- Opening Delimiter -
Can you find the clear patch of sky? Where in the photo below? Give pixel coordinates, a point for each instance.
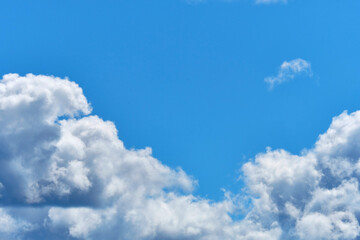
(188, 79)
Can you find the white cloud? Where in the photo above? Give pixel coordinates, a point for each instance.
(270, 1)
(288, 71)
(73, 178)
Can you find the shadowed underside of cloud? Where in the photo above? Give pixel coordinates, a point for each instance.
(74, 179)
(289, 70)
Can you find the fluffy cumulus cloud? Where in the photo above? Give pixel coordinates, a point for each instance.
(270, 1)
(65, 174)
(289, 70)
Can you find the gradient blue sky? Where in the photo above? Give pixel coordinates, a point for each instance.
(188, 79)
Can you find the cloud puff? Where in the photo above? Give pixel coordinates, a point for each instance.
(288, 71)
(270, 1)
(65, 174)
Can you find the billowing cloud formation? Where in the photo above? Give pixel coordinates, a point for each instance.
(64, 174)
(289, 70)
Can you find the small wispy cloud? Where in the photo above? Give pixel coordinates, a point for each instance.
(289, 70)
(270, 1)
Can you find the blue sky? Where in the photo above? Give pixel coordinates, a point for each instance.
(187, 78)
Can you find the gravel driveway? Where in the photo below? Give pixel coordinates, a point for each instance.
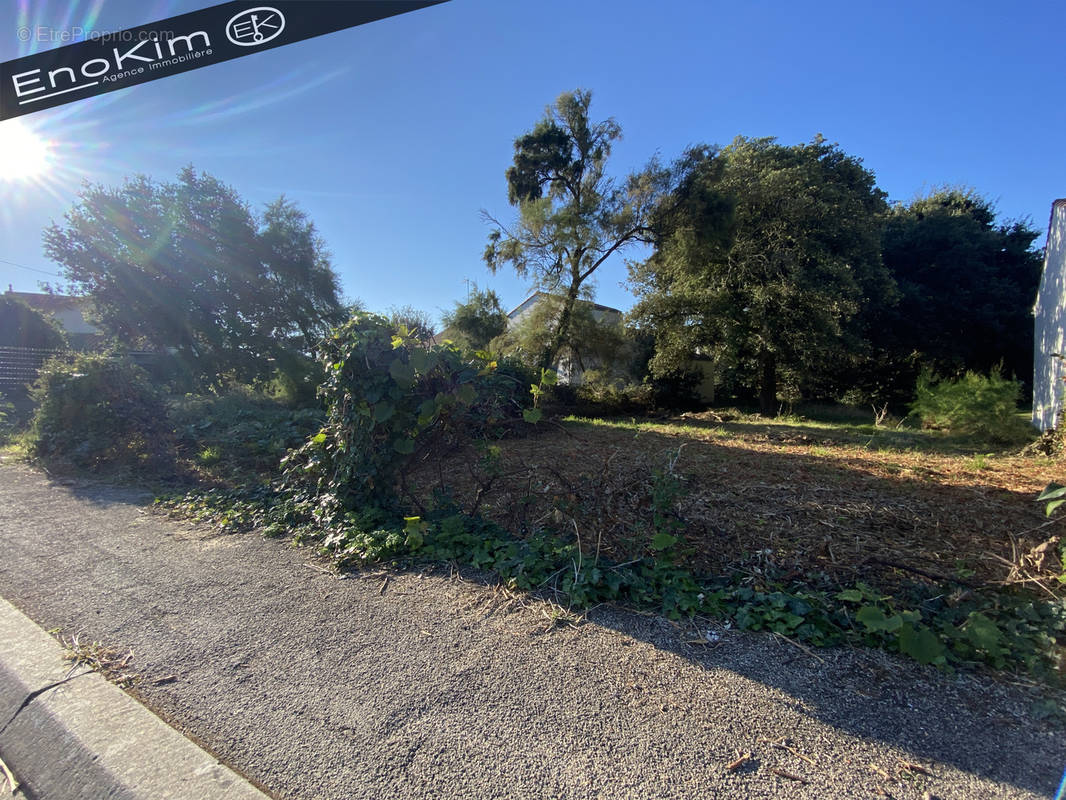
(435, 686)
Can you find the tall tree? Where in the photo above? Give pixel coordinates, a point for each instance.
(967, 286)
(478, 321)
(593, 339)
(571, 217)
(763, 252)
(184, 265)
(301, 286)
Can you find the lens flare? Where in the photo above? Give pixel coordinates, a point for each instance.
(25, 155)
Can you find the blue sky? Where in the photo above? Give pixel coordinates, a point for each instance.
(394, 134)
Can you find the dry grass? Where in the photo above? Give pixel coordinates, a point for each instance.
(846, 501)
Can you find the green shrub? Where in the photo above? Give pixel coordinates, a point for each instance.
(601, 395)
(242, 431)
(99, 412)
(983, 406)
(390, 402)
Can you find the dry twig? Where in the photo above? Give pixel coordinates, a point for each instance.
(735, 765)
(11, 778)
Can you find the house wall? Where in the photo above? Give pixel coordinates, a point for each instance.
(1049, 317)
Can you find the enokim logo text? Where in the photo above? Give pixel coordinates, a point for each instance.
(211, 35)
(255, 27)
(151, 53)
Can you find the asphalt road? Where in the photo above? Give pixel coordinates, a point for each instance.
(436, 686)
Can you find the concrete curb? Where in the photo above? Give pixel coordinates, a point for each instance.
(74, 736)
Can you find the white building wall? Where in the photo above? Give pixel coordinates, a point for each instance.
(1049, 325)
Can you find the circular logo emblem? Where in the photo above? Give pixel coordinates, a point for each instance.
(255, 27)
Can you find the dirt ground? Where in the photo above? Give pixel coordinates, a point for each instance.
(798, 498)
(430, 685)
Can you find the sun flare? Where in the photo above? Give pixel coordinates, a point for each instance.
(23, 154)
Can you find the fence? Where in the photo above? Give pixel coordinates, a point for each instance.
(19, 366)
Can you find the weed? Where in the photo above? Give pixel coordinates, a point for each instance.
(110, 662)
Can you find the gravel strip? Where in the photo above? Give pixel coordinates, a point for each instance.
(431, 686)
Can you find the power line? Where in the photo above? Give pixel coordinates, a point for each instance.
(31, 269)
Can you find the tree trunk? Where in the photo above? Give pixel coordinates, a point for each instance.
(768, 386)
(562, 329)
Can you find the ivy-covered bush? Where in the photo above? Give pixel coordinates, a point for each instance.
(99, 412)
(391, 401)
(601, 394)
(976, 405)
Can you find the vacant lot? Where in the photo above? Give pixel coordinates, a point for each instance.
(792, 497)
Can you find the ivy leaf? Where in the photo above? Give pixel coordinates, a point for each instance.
(419, 360)
(874, 619)
(1052, 492)
(466, 394)
(983, 633)
(402, 373)
(920, 644)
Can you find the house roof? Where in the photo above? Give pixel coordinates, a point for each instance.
(535, 298)
(69, 312)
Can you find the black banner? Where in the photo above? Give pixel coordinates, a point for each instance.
(112, 61)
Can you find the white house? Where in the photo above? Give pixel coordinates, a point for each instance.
(1049, 344)
(569, 366)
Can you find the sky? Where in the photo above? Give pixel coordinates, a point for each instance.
(394, 136)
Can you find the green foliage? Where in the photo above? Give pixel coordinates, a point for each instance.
(242, 433)
(390, 402)
(571, 217)
(967, 285)
(22, 326)
(97, 412)
(6, 417)
(983, 406)
(187, 266)
(599, 395)
(414, 322)
(474, 323)
(763, 253)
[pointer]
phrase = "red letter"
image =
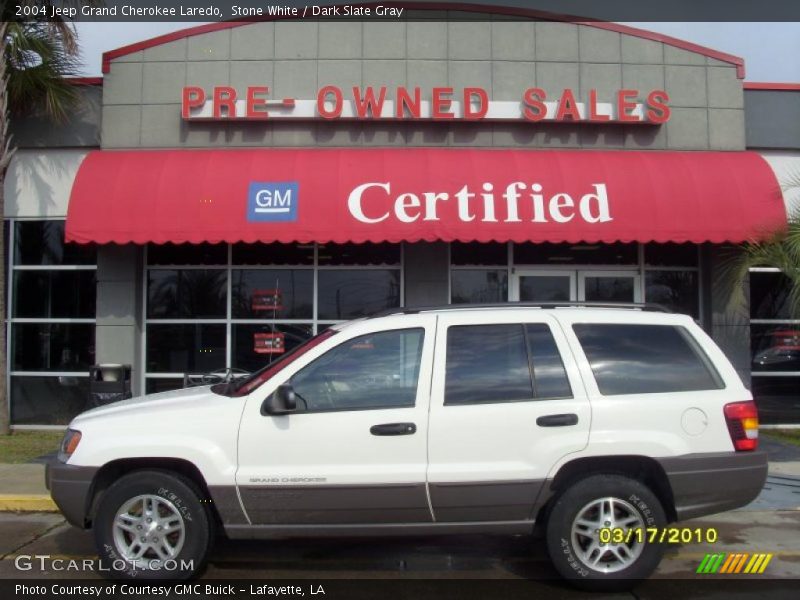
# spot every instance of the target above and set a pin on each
(405, 102)
(337, 102)
(593, 116)
(626, 100)
(368, 104)
(193, 97)
(224, 96)
(657, 109)
(568, 107)
(533, 107)
(253, 103)
(483, 103)
(440, 104)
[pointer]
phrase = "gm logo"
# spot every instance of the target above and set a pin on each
(272, 201)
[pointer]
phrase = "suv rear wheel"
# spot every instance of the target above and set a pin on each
(153, 525)
(583, 511)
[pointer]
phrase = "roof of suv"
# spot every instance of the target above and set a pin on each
(648, 307)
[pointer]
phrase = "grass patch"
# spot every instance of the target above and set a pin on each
(791, 436)
(24, 446)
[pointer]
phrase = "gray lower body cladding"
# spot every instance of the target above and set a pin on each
(70, 487)
(485, 501)
(336, 504)
(708, 483)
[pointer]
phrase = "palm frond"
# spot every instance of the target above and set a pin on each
(781, 250)
(37, 63)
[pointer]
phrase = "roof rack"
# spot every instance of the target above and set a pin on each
(643, 306)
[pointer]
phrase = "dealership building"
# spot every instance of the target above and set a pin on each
(227, 191)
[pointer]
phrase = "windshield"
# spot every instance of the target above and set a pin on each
(245, 385)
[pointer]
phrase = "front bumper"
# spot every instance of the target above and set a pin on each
(70, 487)
(704, 484)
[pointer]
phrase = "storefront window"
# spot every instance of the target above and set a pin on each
(185, 348)
(52, 326)
(52, 400)
(359, 254)
(42, 243)
(475, 286)
(273, 254)
(672, 277)
(576, 254)
(55, 294)
(250, 351)
(187, 254)
(670, 255)
(775, 348)
(349, 294)
(186, 294)
(213, 307)
(52, 347)
(769, 295)
(273, 294)
(478, 254)
(676, 290)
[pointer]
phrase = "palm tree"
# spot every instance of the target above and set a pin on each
(36, 59)
(779, 249)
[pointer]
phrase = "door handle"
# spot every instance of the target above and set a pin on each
(393, 429)
(557, 420)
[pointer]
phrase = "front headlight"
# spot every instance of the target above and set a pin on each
(69, 444)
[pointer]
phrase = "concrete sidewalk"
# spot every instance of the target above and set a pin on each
(22, 487)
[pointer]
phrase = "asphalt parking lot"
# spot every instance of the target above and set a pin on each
(457, 566)
(771, 524)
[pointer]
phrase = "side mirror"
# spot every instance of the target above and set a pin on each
(281, 402)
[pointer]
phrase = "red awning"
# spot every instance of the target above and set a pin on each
(413, 194)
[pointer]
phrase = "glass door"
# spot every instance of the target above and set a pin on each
(544, 286)
(609, 286)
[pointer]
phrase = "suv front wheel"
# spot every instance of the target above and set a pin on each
(580, 548)
(152, 525)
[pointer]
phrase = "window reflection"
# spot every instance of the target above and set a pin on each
(185, 348)
(775, 347)
(769, 296)
(378, 370)
(487, 363)
(479, 286)
(349, 294)
(52, 346)
(279, 294)
(638, 359)
(677, 290)
(250, 356)
(187, 294)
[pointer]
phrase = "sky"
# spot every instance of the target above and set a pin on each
(771, 50)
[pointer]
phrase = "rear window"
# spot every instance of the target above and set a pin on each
(644, 359)
(503, 363)
(487, 363)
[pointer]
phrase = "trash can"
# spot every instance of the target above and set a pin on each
(109, 383)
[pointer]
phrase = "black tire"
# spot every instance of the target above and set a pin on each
(192, 538)
(561, 544)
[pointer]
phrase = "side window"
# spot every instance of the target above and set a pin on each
(378, 370)
(486, 363)
(549, 376)
(641, 359)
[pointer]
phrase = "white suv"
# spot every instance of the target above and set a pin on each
(430, 421)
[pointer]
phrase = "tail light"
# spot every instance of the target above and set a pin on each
(742, 419)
- Closing Delimiter -
▶ **HOW TO COMPLETE THIS TASK**: Please return each line of the listing above that contains "door".

▶ **RESULT OF THE EXERCISE**:
phrase = "door handle"
phrase = "glass door"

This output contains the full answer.